## Excerpt to read

TLDR: Sophia is a DHT (distributed key-value store) based on kademlia. A wasm32 VM is provided and allows contracts to interact with the DHT, when reacting to pubsub events.
- Kademlia prototype
- Publish/subscribe prototype
- Finish network impl (error codes, kademlia republish/pings, retries on timeout, security..)
- Clean Node code, much room for code factorisation
- More network unit tests
- VM & API (based on https://github.com/Jiboo/wembed)
- DApps samples
- Torrent like swarm, based on topic pubsub of bitfields and rpc for data
I decided that instead of rolling yet another protocol based on some consensus algorithm that won't be state-of-the-art within some years, a "wiser" move might be to provide a framework that allows researchers to test consensus algorithms on a framework providing the basic building blocks needed.
This document will refer to several high-level API provided by the 1.0.14 version of libsodium, for reference:
- Key exchange: X25519
- Encryption: XSalsa20 stream cipher
- Authentication: Poly1305 MAC
- Authentication: Ed25519
- Key derivation and password hashing: Argon 2 v1.3
- Hashing: BLAKE2b
References:
A DHT allows cooperating nodes to maintain a distributed key-value database.
Clients will contact a lot of nodes for not much exchanges during a Kademlia searches, UDP is preferred. I won't go down the path of implementing my own transport on top of UDP, so value size is limited by minimal MTU.
IPv4 minimal MTU is too small to have relevant value size, so we're going full IPv6 support requirement from node to node, and assume a maximum MTU of 1280.
msg_crypto_header (72B):
u256 msg_src
u192 msg_nonce
u128 msg_signature
All exchanges between nodes are encrypted using crypto_box
, the node-ids are
cryptographic public-keys, avoiding the need to exchange keys between nodes
before being able to send messages.
msg_crypto_header
is the only unencrypted portion of messages.
msg_header (4B):
u8 msg_type
u24 cmd_token
cmd_token
is randomly generated by the source of commands, and is used to
distinguish replies when sending multiple commands to the same node.

## Stated exercise 1
Answer from the Sophia design notes:
(a) Which version of libsodium does the document refer to?
(b) What maximum MTU is assumed for node-to-node traffic?
(c) What is the size of msg_header?

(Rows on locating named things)

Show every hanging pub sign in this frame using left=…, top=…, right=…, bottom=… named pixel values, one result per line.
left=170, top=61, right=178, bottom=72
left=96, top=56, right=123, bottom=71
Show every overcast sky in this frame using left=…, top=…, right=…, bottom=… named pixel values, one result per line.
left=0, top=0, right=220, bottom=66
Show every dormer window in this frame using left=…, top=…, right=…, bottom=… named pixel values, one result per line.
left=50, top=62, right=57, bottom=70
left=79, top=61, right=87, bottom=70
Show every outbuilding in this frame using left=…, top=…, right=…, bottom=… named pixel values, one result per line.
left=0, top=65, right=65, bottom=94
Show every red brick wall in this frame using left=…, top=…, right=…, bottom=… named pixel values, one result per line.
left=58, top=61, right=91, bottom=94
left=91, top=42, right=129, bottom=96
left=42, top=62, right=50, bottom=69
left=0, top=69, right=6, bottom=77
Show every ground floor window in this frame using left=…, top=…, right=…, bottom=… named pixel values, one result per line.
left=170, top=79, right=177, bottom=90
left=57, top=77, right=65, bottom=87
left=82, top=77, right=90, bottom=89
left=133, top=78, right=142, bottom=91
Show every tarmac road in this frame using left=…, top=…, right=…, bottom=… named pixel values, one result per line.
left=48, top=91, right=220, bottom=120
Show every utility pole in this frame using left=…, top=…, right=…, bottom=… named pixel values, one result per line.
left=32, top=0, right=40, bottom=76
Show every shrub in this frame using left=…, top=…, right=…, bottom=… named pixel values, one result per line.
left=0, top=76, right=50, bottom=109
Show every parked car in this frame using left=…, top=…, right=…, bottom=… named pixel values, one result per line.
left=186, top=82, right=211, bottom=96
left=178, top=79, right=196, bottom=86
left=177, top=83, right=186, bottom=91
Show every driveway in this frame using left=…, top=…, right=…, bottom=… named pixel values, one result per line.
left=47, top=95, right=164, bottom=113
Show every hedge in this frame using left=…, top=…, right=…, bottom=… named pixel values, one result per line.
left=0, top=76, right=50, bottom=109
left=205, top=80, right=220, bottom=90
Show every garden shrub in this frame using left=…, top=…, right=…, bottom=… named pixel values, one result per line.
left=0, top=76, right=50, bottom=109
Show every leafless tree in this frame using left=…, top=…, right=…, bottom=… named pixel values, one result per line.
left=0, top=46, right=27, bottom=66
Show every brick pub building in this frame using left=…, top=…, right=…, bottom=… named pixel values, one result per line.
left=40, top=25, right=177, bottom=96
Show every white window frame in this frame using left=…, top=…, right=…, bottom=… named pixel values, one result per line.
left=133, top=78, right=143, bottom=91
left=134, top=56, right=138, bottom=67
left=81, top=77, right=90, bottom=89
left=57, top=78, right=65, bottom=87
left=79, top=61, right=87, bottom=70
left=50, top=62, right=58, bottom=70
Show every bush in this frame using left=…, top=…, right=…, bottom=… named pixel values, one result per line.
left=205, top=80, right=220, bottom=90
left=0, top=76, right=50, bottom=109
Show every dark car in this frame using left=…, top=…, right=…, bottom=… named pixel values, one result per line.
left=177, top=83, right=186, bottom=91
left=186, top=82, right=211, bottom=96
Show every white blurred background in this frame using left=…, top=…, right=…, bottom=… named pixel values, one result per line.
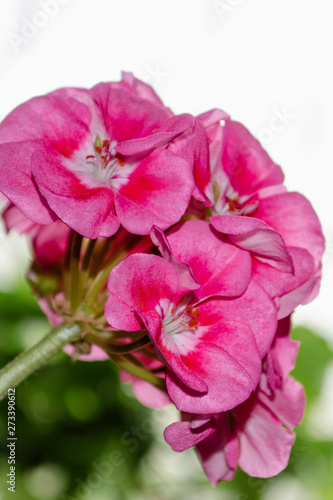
left=0, top=0, right=333, bottom=498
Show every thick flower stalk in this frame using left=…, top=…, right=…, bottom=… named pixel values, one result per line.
left=0, top=73, right=324, bottom=485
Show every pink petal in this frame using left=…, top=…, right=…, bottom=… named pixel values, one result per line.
left=239, top=403, right=295, bottom=477
left=209, top=214, right=293, bottom=272
left=63, top=344, right=109, bottom=361
left=256, top=193, right=325, bottom=265
left=197, top=413, right=239, bottom=486
left=167, top=220, right=251, bottom=299
left=198, top=300, right=261, bottom=391
left=164, top=422, right=215, bottom=451
left=214, top=281, right=277, bottom=358
left=31, top=148, right=119, bottom=239
left=2, top=203, right=40, bottom=237
left=140, top=313, right=207, bottom=395
left=222, top=120, right=284, bottom=197
left=114, top=149, right=194, bottom=234
left=258, top=377, right=305, bottom=430
left=169, top=119, right=211, bottom=197
left=150, top=226, right=200, bottom=295
left=115, top=114, right=194, bottom=156
left=121, top=71, right=164, bottom=108
left=166, top=339, right=255, bottom=414
left=198, top=108, right=230, bottom=128
left=90, top=81, right=172, bottom=142
left=105, top=254, right=178, bottom=332
left=0, top=93, right=91, bottom=156
left=0, top=141, right=57, bottom=224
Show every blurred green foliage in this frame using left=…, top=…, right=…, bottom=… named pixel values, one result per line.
left=0, top=284, right=333, bottom=500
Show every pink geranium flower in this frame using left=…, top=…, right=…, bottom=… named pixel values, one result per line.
left=105, top=221, right=276, bottom=413
left=165, top=318, right=305, bottom=486
left=201, top=113, right=324, bottom=318
left=0, top=73, right=196, bottom=238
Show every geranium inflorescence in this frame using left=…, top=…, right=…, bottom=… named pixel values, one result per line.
left=0, top=73, right=324, bottom=485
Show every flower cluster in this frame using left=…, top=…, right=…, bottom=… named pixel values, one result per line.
left=0, top=73, right=324, bottom=485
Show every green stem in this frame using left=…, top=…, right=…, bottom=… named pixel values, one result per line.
left=70, top=233, right=82, bottom=312
left=0, top=324, right=81, bottom=399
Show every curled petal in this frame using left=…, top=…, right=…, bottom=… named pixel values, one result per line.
left=210, top=214, right=294, bottom=272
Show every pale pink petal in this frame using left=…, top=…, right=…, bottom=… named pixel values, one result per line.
left=197, top=413, right=239, bottom=486
left=150, top=226, right=200, bottom=295
left=198, top=108, right=230, bottom=128
left=258, top=377, right=305, bottom=430
left=31, top=148, right=119, bottom=239
left=222, top=120, right=284, bottom=197
left=115, top=113, right=194, bottom=156
left=239, top=403, right=295, bottom=477
left=90, top=81, right=172, bottom=142
left=252, top=247, right=315, bottom=305
left=2, top=203, right=40, bottom=237
left=164, top=422, right=215, bottom=452
left=167, top=220, right=251, bottom=299
left=0, top=141, right=57, bottom=224
left=0, top=93, right=91, bottom=156
left=166, top=339, right=255, bottom=414
left=209, top=214, right=294, bottom=272
left=120, top=370, right=171, bottom=408
left=114, top=149, right=194, bottom=234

## Stated exercise 2
Echo the rows verbatim, starting with the first row and going on through the line that contains "left=133, top=78, right=142, bottom=91".

## Final answer 1
(a) Version 1.0.14.
(b) 1280.
(c) 4B.

## Final answer 2
Show every hanging pub sign in this frame using left=…, top=…, right=…, bottom=… named pixel values, one result per line.
left=170, top=61, right=178, bottom=72
left=96, top=56, right=123, bottom=71
Show every overcast sky in this frame using left=…, top=…, right=…, bottom=… named pixel values, one result per line.
left=0, top=0, right=220, bottom=66
Show every dormer window in this frame using left=…, top=…, right=…, bottom=… named pixel values, one result per line.
left=50, top=62, right=57, bottom=70
left=79, top=61, right=87, bottom=70
Show every outbuilding in this frame using left=…, top=…, right=…, bottom=… named pixel values, one result per line.
left=0, top=65, right=65, bottom=94
Show every red brick wall in this frame using left=…, top=…, right=…, bottom=… named pixel values, one result per line.
left=58, top=61, right=91, bottom=94
left=91, top=42, right=129, bottom=96
left=42, top=62, right=50, bottom=69
left=0, top=69, right=6, bottom=77
Show every ground floor window in this frame using left=…, top=…, right=…, bottom=… named pixel values, one result per line.
left=170, top=79, right=177, bottom=90
left=57, top=77, right=65, bottom=87
left=82, top=77, right=90, bottom=89
left=133, top=78, right=142, bottom=91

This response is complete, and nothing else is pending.